**What is being asked**: All of the material below is to be returned exactly.

[Data items]

○ ○ ○

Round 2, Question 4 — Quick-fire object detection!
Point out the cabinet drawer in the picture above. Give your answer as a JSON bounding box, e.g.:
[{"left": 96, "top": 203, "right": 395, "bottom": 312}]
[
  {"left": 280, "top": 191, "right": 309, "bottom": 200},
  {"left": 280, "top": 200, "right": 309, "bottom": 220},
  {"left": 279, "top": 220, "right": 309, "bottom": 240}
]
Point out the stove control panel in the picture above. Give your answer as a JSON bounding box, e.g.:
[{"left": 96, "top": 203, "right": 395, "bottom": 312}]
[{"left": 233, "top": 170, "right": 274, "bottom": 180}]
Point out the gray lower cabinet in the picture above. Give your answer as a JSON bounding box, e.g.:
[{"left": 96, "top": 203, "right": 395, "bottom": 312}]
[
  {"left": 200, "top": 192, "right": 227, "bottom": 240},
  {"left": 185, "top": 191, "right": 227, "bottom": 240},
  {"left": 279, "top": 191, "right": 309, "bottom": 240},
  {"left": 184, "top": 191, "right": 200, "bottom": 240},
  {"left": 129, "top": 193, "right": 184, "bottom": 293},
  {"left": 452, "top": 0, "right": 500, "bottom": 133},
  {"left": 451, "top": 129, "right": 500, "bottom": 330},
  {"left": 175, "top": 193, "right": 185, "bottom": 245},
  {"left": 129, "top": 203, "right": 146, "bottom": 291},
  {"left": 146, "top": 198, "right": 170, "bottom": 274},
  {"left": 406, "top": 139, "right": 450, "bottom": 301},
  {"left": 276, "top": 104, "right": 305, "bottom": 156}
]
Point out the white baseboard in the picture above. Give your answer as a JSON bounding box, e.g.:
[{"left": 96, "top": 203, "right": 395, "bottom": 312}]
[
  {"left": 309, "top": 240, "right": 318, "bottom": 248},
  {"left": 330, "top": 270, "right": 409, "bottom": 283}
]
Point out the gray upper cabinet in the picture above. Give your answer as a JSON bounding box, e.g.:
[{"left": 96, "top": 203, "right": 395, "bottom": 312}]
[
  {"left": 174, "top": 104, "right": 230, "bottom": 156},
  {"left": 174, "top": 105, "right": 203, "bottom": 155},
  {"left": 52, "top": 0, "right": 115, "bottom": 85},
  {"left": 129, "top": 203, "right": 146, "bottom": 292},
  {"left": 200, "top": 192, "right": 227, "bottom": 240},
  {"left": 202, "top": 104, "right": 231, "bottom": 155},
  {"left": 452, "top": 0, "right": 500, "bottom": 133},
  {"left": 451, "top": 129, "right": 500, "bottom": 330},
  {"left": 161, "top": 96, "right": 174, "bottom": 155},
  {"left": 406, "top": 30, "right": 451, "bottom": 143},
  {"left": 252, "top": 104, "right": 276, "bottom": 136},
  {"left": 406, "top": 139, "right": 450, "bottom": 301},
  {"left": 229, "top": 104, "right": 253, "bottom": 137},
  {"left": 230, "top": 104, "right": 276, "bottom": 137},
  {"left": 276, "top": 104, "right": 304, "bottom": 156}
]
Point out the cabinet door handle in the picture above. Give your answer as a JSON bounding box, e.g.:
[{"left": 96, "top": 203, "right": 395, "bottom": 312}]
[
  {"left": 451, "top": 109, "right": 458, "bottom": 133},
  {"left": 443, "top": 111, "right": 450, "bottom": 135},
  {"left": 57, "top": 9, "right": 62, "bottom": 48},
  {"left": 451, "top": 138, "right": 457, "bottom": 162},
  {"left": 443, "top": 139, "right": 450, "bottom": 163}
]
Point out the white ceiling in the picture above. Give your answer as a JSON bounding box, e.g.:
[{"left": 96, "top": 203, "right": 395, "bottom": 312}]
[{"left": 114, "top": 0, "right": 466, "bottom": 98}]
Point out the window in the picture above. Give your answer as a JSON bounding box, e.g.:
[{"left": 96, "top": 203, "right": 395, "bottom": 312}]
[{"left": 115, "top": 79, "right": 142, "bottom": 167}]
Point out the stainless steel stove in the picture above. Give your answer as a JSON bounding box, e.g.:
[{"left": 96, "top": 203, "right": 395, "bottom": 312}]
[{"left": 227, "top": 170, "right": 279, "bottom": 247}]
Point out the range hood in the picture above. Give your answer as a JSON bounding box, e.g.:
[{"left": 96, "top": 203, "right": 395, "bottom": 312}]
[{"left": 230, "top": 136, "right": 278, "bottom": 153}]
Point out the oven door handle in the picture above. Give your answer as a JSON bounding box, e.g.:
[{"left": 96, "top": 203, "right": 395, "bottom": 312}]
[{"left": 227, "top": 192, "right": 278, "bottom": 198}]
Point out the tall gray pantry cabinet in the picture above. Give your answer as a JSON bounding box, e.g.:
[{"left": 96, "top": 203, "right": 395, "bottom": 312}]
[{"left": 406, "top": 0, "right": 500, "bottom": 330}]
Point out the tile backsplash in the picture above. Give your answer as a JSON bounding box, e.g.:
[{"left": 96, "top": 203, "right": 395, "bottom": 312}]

○ ○ ○

**Finished task**:
Round 2, Question 4 — Quick-fire object detection!
Point out the cabinet drawer in the picture above. Give your answer as a JSON bounding box, e.g.:
[{"left": 96, "top": 203, "right": 395, "bottom": 312}]
[
  {"left": 280, "top": 191, "right": 309, "bottom": 200},
  {"left": 280, "top": 200, "right": 309, "bottom": 220},
  {"left": 279, "top": 220, "right": 309, "bottom": 240}
]
Point out the stove control panel in the picture above. Give your answer as a JSON bounding box, e.g.:
[{"left": 96, "top": 203, "right": 395, "bottom": 312}]
[{"left": 233, "top": 170, "right": 274, "bottom": 180}]
Point out the gray lower cabinet in the picture above. Give your answer as a JSON bounding box, e.g.:
[{"left": 96, "top": 203, "right": 395, "bottom": 312}]
[
  {"left": 200, "top": 192, "right": 227, "bottom": 240},
  {"left": 185, "top": 191, "right": 227, "bottom": 240},
  {"left": 279, "top": 191, "right": 309, "bottom": 240},
  {"left": 184, "top": 191, "right": 200, "bottom": 240},
  {"left": 129, "top": 193, "right": 184, "bottom": 293},
  {"left": 452, "top": 0, "right": 500, "bottom": 133},
  {"left": 451, "top": 129, "right": 500, "bottom": 330},
  {"left": 175, "top": 193, "right": 185, "bottom": 245},
  {"left": 129, "top": 203, "right": 146, "bottom": 291},
  {"left": 146, "top": 198, "right": 170, "bottom": 274},
  {"left": 406, "top": 139, "right": 450, "bottom": 301},
  {"left": 276, "top": 104, "right": 305, "bottom": 156}
]
Point out the white baseboard in the picture above. Give your answer as a JSON bounding box, e.g.:
[{"left": 96, "top": 203, "right": 395, "bottom": 312}]
[
  {"left": 309, "top": 240, "right": 318, "bottom": 248},
  {"left": 330, "top": 270, "right": 409, "bottom": 283}
]
Point out the gray upper cabinet in the picture above. Give your answer as a JSON bounding box, e.g.:
[{"left": 96, "top": 203, "right": 395, "bottom": 312}]
[
  {"left": 174, "top": 104, "right": 230, "bottom": 156},
  {"left": 174, "top": 105, "right": 203, "bottom": 155},
  {"left": 52, "top": 0, "right": 115, "bottom": 85},
  {"left": 129, "top": 203, "right": 146, "bottom": 292},
  {"left": 200, "top": 192, "right": 227, "bottom": 240},
  {"left": 202, "top": 104, "right": 231, "bottom": 155},
  {"left": 452, "top": 0, "right": 500, "bottom": 133},
  {"left": 451, "top": 129, "right": 500, "bottom": 330},
  {"left": 161, "top": 96, "right": 174, "bottom": 155},
  {"left": 406, "top": 30, "right": 451, "bottom": 143},
  {"left": 252, "top": 104, "right": 276, "bottom": 136},
  {"left": 406, "top": 139, "right": 450, "bottom": 301},
  {"left": 229, "top": 104, "right": 253, "bottom": 137},
  {"left": 230, "top": 104, "right": 276, "bottom": 137},
  {"left": 276, "top": 104, "right": 304, "bottom": 156}
]
Point out the cabinet door handle in the picture above. Give your answer as a JSON bounding box, e.g.:
[{"left": 96, "top": 203, "right": 395, "bottom": 312}]
[
  {"left": 451, "top": 109, "right": 458, "bottom": 133},
  {"left": 443, "top": 111, "right": 450, "bottom": 135},
  {"left": 57, "top": 9, "right": 62, "bottom": 48},
  {"left": 451, "top": 138, "right": 457, "bottom": 162},
  {"left": 443, "top": 139, "right": 450, "bottom": 163}
]
Point out the white ceiling in the picture above. Give your answer as a JSON bounding box, e.g.:
[{"left": 96, "top": 203, "right": 395, "bottom": 312}]
[{"left": 114, "top": 0, "right": 466, "bottom": 98}]
Point out the window in the picture above. Give your answer as a JSON bounding box, e.g.:
[{"left": 96, "top": 203, "right": 395, "bottom": 312}]
[{"left": 115, "top": 79, "right": 142, "bottom": 167}]
Point out the stainless steel stove in the picture above. Give your answer as a JSON bounding box, e.g.:
[{"left": 96, "top": 203, "right": 395, "bottom": 312}]
[{"left": 227, "top": 170, "right": 279, "bottom": 247}]
Point out the range hood in the picture above. Give your answer as a JSON bounding box, e.g.:
[{"left": 96, "top": 203, "right": 395, "bottom": 312}]
[{"left": 230, "top": 136, "right": 278, "bottom": 153}]
Point out the oven door handle in the picture above. Give your answer as a JSON bounding box, e.g.:
[{"left": 96, "top": 203, "right": 395, "bottom": 312}]
[{"left": 227, "top": 192, "right": 278, "bottom": 198}]
Point out the tall gray pantry cabinet in the picture above. Give your answer as a JSON bounding box, e.g.:
[{"left": 96, "top": 203, "right": 395, "bottom": 312}]
[{"left": 406, "top": 0, "right": 500, "bottom": 330}]
Point out the tile backsplash in the picture above. Give your answer as a JSON bounding box, e.g.:
[{"left": 96, "top": 203, "right": 395, "bottom": 312}]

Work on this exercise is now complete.